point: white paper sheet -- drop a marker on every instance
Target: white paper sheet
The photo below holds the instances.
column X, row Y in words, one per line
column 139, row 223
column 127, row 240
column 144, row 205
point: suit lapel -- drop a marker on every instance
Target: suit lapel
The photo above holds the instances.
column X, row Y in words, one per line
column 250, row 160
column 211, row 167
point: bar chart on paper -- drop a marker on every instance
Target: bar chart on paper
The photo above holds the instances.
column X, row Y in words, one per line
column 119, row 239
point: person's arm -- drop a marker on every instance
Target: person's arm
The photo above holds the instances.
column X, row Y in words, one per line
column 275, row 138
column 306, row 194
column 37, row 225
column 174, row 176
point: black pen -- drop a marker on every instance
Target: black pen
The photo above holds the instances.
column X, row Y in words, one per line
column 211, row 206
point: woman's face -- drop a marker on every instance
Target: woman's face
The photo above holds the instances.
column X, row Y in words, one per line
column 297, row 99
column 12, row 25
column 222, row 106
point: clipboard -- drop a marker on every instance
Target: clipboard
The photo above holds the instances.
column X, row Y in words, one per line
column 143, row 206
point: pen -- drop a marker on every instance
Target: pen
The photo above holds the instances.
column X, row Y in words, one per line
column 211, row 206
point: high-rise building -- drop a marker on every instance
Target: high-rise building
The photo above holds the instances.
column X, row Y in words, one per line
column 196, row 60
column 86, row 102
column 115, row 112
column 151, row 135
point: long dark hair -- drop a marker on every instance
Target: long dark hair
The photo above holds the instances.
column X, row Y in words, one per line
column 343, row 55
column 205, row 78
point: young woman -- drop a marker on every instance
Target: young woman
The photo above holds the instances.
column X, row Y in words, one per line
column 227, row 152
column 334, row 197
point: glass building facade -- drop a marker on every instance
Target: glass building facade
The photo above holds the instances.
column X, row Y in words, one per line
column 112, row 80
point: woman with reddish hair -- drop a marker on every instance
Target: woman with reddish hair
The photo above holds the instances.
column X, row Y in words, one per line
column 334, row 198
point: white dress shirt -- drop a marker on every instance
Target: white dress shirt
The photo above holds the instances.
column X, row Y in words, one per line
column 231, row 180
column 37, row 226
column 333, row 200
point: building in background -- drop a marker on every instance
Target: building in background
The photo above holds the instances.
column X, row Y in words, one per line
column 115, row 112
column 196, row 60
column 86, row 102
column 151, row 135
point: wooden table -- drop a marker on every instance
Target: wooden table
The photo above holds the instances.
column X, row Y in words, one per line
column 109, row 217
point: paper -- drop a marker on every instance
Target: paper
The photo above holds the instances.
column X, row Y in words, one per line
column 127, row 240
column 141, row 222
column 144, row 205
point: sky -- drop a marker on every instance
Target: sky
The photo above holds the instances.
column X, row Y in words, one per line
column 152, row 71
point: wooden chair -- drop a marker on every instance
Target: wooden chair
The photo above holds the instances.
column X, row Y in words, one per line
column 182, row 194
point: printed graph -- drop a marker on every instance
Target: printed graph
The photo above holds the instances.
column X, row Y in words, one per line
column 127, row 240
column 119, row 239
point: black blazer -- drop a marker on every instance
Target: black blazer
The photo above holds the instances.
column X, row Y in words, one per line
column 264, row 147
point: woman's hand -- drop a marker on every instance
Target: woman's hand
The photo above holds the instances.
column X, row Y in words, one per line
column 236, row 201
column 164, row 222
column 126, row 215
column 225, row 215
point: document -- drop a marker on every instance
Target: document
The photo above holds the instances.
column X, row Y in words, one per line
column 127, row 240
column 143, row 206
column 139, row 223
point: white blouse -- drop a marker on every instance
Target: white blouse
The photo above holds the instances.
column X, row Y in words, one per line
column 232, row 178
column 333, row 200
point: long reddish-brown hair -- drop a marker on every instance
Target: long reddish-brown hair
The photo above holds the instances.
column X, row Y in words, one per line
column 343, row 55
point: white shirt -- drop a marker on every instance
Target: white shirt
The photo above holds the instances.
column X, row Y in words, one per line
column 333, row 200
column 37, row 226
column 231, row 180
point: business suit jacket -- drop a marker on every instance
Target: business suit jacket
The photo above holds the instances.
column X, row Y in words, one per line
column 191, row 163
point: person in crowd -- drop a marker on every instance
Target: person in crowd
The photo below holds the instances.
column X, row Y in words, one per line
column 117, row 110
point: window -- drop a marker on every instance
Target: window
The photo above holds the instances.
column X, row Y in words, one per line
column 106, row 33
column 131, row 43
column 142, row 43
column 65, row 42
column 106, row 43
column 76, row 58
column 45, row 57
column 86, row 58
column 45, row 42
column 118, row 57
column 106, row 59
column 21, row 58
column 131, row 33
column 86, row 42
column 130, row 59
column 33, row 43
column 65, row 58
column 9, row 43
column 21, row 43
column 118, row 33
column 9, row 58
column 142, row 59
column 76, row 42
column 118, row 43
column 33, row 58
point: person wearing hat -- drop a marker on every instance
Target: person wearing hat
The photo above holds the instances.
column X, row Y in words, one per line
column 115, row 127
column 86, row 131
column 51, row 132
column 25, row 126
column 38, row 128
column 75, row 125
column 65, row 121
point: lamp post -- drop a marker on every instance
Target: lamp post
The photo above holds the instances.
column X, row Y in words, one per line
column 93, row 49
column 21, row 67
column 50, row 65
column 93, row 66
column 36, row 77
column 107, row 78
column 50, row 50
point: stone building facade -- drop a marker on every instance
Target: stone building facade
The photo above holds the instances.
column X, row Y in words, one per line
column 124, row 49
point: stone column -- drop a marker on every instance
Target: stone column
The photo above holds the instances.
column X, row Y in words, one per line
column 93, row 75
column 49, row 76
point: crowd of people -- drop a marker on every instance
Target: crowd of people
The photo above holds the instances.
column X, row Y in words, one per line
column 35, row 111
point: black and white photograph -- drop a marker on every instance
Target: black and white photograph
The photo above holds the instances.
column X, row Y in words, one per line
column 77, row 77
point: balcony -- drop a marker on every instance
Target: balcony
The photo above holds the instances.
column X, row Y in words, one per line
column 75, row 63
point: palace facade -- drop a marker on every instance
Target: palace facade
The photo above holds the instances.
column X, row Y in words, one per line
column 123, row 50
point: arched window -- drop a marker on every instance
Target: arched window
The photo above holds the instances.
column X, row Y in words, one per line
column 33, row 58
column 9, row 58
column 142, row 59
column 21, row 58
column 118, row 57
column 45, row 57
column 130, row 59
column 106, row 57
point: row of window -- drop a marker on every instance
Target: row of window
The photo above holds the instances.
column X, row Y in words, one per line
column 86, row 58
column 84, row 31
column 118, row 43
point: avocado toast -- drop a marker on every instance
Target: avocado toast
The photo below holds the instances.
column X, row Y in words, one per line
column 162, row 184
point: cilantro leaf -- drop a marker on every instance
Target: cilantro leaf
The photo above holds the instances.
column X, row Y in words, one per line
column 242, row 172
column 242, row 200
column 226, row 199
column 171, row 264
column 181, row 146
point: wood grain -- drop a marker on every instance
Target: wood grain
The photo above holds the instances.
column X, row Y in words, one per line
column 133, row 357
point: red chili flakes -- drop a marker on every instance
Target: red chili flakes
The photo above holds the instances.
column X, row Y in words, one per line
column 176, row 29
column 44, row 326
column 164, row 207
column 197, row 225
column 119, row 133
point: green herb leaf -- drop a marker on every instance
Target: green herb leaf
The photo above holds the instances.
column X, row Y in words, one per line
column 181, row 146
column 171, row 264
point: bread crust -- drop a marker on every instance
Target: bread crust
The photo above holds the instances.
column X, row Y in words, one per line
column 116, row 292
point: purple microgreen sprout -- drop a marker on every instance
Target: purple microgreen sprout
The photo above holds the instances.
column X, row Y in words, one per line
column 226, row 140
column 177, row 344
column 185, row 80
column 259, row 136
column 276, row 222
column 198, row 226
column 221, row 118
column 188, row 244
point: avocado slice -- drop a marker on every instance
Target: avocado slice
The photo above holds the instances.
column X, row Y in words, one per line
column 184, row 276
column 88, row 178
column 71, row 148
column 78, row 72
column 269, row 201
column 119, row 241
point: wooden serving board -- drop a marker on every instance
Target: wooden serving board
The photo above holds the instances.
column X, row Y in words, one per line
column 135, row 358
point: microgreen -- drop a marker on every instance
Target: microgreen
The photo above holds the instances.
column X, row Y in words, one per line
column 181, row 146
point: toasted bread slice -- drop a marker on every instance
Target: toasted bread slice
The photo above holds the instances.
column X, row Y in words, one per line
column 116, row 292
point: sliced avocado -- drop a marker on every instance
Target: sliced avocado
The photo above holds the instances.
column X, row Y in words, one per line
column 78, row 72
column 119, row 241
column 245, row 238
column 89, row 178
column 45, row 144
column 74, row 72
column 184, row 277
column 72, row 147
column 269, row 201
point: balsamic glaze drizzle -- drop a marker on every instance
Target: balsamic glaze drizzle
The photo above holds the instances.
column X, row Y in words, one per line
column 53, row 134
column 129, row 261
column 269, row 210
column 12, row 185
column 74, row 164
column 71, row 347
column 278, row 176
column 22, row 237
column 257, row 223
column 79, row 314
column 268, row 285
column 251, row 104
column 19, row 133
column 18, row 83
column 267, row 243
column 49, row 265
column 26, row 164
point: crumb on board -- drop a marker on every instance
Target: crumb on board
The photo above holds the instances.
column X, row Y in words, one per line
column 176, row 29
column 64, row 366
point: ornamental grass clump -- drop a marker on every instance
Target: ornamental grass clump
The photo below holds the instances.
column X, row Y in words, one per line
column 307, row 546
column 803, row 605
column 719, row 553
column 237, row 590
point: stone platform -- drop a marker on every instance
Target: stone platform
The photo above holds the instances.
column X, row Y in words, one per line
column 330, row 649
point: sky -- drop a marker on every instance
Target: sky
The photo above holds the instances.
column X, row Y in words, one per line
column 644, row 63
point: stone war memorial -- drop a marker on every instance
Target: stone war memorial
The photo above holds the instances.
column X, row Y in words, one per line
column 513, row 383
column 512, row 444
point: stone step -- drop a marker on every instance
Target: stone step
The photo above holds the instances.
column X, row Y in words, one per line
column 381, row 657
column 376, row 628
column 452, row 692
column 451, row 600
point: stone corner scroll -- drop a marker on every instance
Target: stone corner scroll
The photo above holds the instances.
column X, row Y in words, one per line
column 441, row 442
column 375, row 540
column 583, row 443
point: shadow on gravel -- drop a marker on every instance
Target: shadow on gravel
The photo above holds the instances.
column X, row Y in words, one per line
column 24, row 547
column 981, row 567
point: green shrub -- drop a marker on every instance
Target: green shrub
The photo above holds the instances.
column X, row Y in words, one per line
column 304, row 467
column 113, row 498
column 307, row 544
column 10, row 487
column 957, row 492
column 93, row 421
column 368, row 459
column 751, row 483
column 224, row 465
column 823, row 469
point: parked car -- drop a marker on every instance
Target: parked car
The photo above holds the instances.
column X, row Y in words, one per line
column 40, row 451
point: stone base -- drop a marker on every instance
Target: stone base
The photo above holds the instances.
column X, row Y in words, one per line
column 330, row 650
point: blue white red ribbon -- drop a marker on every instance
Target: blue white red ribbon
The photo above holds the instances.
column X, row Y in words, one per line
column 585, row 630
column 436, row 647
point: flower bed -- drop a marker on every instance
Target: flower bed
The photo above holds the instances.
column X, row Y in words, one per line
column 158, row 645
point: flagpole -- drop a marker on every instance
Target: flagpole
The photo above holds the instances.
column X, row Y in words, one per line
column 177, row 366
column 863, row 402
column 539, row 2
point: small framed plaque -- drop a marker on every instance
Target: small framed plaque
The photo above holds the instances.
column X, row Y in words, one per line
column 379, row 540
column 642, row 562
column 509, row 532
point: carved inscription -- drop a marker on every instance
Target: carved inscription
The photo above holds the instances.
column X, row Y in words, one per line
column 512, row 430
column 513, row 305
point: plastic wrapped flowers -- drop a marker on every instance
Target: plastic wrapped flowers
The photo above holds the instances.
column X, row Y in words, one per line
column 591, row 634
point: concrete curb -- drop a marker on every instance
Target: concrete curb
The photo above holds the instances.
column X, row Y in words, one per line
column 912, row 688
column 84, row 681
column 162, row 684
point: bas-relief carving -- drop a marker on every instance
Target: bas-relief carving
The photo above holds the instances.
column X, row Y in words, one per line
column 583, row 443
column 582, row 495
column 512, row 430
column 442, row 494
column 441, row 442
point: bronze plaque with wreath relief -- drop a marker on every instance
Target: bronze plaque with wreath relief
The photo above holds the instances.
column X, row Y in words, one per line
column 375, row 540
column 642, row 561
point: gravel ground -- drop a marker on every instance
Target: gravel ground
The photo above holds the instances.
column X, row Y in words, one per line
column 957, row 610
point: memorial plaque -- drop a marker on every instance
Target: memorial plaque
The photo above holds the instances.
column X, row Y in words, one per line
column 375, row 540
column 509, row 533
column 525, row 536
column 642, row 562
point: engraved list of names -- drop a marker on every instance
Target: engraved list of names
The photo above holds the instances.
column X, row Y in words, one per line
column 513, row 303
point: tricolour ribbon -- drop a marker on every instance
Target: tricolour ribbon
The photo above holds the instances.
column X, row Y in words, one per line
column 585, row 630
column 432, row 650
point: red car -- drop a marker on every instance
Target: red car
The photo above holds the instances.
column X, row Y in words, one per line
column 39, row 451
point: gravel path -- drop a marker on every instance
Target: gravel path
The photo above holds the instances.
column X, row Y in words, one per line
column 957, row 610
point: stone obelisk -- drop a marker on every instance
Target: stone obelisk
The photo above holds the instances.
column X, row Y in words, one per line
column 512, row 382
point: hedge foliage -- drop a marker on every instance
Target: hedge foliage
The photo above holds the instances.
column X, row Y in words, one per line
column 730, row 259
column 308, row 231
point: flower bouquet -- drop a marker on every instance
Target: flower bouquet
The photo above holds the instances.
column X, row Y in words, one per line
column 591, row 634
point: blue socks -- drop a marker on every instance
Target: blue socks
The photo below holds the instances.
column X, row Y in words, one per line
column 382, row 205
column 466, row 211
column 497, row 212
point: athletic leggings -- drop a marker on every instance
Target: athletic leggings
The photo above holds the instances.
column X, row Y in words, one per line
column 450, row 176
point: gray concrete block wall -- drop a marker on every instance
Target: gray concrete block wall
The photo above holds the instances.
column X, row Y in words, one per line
· · · ·
◆ What you are asked to do: Copy the stretch of the items above, unchanged, from the line containing "point: stone column" through the line containing "column 123, row 50", including both of those lines.

◆ Written response:
point: stone column -- drop a marker on every instance
Target: stone column
The photo above holds the instances.
column X, row Y in words, one per line
column 93, row 75
column 49, row 76
point: crowd of people -- drop a marker on every instance
Target: crowd of people
The photo above holds the instances.
column X, row Y in words, one per line
column 35, row 111
point: black and white photograph -- drop a marker on every instance
Target: black and white photograph
The photo above holds the instances.
column X, row Y in words, one per line
column 77, row 77
point: balcony -- drop a marker on every instance
Target: balcony
The photo above holds the instances.
column X, row Y in words, one per line
column 75, row 63
point: palace facade -- drop a marker on every instance
Target: palace facade
The photo above holds the instances.
column X, row Y in words, one per line
column 123, row 50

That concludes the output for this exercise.